TASK STATEMENT: The lines below that include "boulder" are to be found and copied.

SUPPLIED ENTRIES:
□ □ □ □

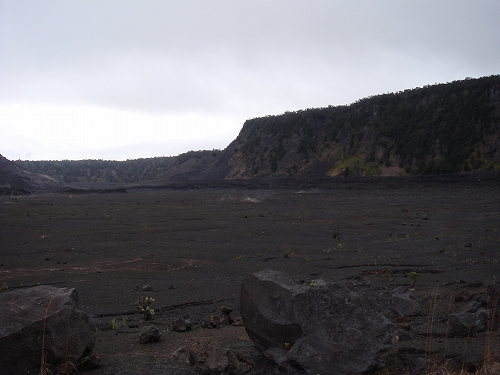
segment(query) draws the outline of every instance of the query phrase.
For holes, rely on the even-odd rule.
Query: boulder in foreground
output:
[[[32,373],[42,358],[55,373],[59,366],[76,367],[90,359],[94,332],[77,302],[74,288],[42,285],[1,293],[0,373]]]
[[[245,277],[240,301],[249,337],[285,368],[364,372],[383,365],[394,339],[388,303],[362,279],[301,284],[268,269]]]

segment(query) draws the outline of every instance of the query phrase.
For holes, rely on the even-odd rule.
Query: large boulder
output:
[[[87,360],[95,336],[77,302],[74,288],[42,285],[1,293],[0,374],[26,374],[42,362],[55,373],[61,365]]]
[[[301,284],[281,271],[247,275],[241,316],[255,345],[286,368],[349,374],[383,365],[395,335],[387,297],[362,279]]]
[[[448,335],[471,337],[484,332],[488,326],[488,311],[479,302],[470,302],[461,311],[450,314]]]

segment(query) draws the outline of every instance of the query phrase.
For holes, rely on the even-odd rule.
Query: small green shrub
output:
[[[154,302],[153,297],[144,297],[142,296],[140,300],[135,302],[135,308],[137,309],[137,312],[142,314],[142,317],[144,320],[150,320],[154,313],[155,310],[152,309],[149,305],[151,305]]]
[[[410,276],[412,285],[415,286],[415,284],[417,283],[418,274],[415,271],[412,271],[408,274],[408,276]]]

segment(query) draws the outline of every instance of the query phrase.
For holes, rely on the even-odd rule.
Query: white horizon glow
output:
[[[208,149],[225,148],[237,135],[231,132],[235,122],[213,115],[152,115],[74,105],[3,105],[0,123],[5,127],[0,147],[2,155],[11,160],[62,160],[61,153],[67,160],[175,156],[204,149],[206,144],[213,145]],[[23,150],[5,142],[7,139],[22,141]],[[87,157],[89,154],[94,157]]]

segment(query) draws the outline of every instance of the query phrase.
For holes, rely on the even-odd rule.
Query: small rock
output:
[[[193,352],[186,346],[177,349],[172,354],[172,359],[174,360],[174,362],[184,363],[188,366],[194,366],[194,364],[196,363]]]
[[[144,285],[142,287],[142,291],[143,292],[151,292],[151,290],[153,290],[153,288],[151,287],[151,285]]]
[[[241,363],[229,349],[212,345],[207,349],[208,358],[205,372],[210,375],[229,375],[241,373]]]
[[[403,316],[416,315],[420,311],[419,303],[411,299],[410,291],[405,288],[396,288],[392,292],[392,304]]]
[[[243,319],[241,319],[241,316],[237,316],[236,318],[234,318],[233,326],[234,327],[243,327],[244,326]]]
[[[150,325],[145,326],[141,333],[139,333],[139,341],[141,344],[149,344],[152,342],[156,342],[160,339],[161,332],[158,327]]]
[[[91,354],[85,357],[85,360],[82,360],[78,365],[78,369],[82,371],[93,370],[99,367],[99,363],[101,363],[101,359],[95,354]]]
[[[469,299],[469,296],[465,293],[459,293],[459,294],[454,295],[452,298],[453,298],[453,301],[455,301],[455,302],[465,302]]]
[[[219,326],[215,320],[211,320],[209,322],[203,321],[200,323],[200,327],[201,328],[208,328],[208,329],[219,328]]]
[[[191,322],[187,319],[178,318],[172,322],[172,329],[175,332],[186,332],[191,329]]]
[[[233,324],[234,320],[231,318],[229,314],[223,314],[219,317],[219,324],[221,325],[230,325]]]

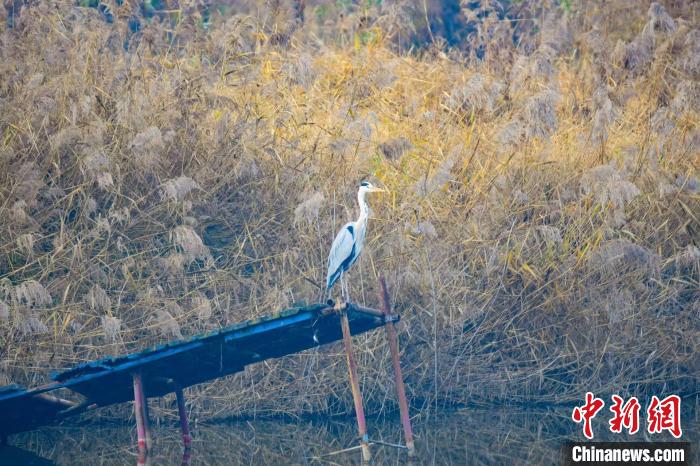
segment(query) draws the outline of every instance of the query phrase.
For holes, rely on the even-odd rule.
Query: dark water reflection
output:
[[[580,427],[570,419],[571,408],[550,410],[465,409],[438,417],[413,419],[418,448],[416,464],[557,464],[562,443],[582,440]],[[697,445],[698,422],[684,419],[683,440]],[[596,440],[625,440],[607,431],[607,420],[596,419]],[[401,443],[398,416],[369,419],[370,438]],[[359,464],[359,452],[319,458],[357,444],[354,419],[287,422],[237,421],[193,426],[191,465]],[[182,443],[176,424],[154,426],[153,465],[182,463]],[[127,424],[64,425],[14,436],[12,447],[50,459],[58,465],[134,465],[135,428]],[[634,440],[664,440],[663,436]],[[16,453],[18,448],[13,451]],[[695,449],[697,453],[697,448]],[[374,446],[375,464],[405,464],[406,453]],[[4,459],[3,459],[4,458]],[[9,461],[9,462],[8,462]],[[13,463],[0,454],[0,464],[31,464],[26,457]]]

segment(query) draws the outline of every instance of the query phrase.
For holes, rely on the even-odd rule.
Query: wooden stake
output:
[[[416,455],[416,448],[413,443],[413,430],[411,429],[411,417],[408,412],[408,401],[406,400],[406,388],[403,384],[403,375],[401,373],[401,361],[399,359],[399,339],[396,335],[396,327],[391,320],[391,305],[389,304],[389,291],[386,287],[384,277],[379,277],[379,298],[382,302],[382,310],[386,323],[386,337],[389,341],[389,351],[391,351],[391,363],[394,366],[394,381],[396,383],[396,394],[399,398],[399,411],[401,413],[401,425],[406,439],[406,447],[408,448],[408,457],[413,458]]]
[[[345,357],[348,361],[348,375],[352,388],[352,399],[355,402],[355,416],[357,416],[357,430],[360,433],[360,448],[362,448],[362,463],[367,464],[372,460],[367,438],[367,424],[365,423],[365,410],[362,407],[362,393],[357,382],[357,364],[352,354],[352,339],[350,336],[350,322],[346,311],[340,313],[340,327],[343,329],[343,344],[345,345]]]

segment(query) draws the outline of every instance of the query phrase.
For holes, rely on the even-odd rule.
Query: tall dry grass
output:
[[[414,406],[697,394],[697,4],[484,4],[478,50],[413,53],[400,3],[136,34],[23,10],[0,34],[0,381],[320,299],[372,178],[351,296],[387,276]],[[393,409],[383,335],[355,341],[366,405]],[[352,410],[337,345],[191,392]]]

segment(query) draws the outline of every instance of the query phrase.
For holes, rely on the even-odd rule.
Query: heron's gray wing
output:
[[[333,240],[331,252],[328,254],[328,274],[326,287],[331,288],[342,272],[342,266],[353,254],[355,247],[355,232],[352,222],[341,228]]]

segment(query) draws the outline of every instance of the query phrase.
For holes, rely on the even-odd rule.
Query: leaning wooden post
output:
[[[148,412],[148,398],[146,398],[146,388],[141,379],[141,406],[143,407],[143,430],[146,433],[146,451],[153,449],[153,437],[151,437],[151,417]]]
[[[416,455],[416,448],[413,443],[413,430],[411,429],[411,416],[408,412],[408,401],[406,400],[406,389],[403,385],[403,375],[401,374],[401,361],[399,360],[399,339],[396,335],[396,328],[392,320],[391,305],[389,304],[389,291],[386,287],[384,277],[379,277],[379,298],[384,311],[386,337],[389,340],[389,351],[391,351],[391,363],[394,366],[394,381],[396,383],[396,394],[399,398],[399,410],[401,413],[401,425],[406,438],[408,457]]]
[[[139,405],[141,406],[141,420],[143,422],[143,434],[146,443],[146,452],[149,452],[153,448],[153,438],[151,437],[151,427],[148,421],[148,398],[146,398],[146,388],[143,385],[143,377],[141,376],[141,373],[138,373],[137,377],[139,385],[138,395],[140,398]]]
[[[352,388],[352,399],[355,402],[357,429],[360,433],[362,463],[364,464],[369,463],[372,460],[372,453],[369,450],[367,424],[365,423],[365,410],[362,407],[362,393],[360,393],[360,384],[357,382],[357,364],[355,363],[355,357],[352,354],[352,340],[350,337],[350,323],[348,322],[347,308],[342,310],[340,313],[340,327],[343,329],[343,344],[345,345],[345,357],[348,361],[350,387]]]
[[[138,438],[139,457],[138,464],[145,464],[146,461],[146,428],[143,415],[143,382],[141,374],[136,372],[131,374],[134,381],[134,416],[136,417],[136,436]]]
[[[180,428],[182,429],[182,443],[185,445],[185,450],[189,450],[192,446],[192,436],[190,435],[190,424],[187,421],[187,411],[185,410],[185,394],[182,388],[176,385],[175,396],[177,397],[177,411],[180,413]]]

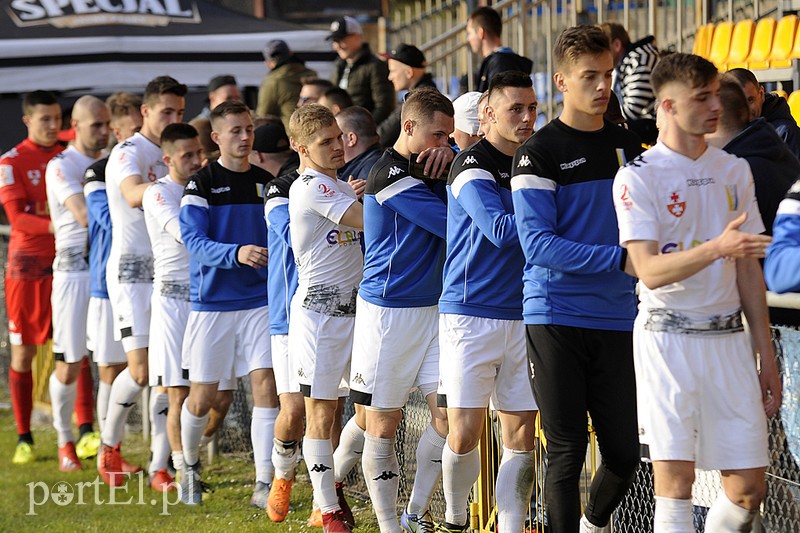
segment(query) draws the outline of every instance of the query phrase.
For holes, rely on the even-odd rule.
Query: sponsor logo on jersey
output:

□ □ □ □

TASK RESPONSE:
Query: boulder in foreground
Query: large boulder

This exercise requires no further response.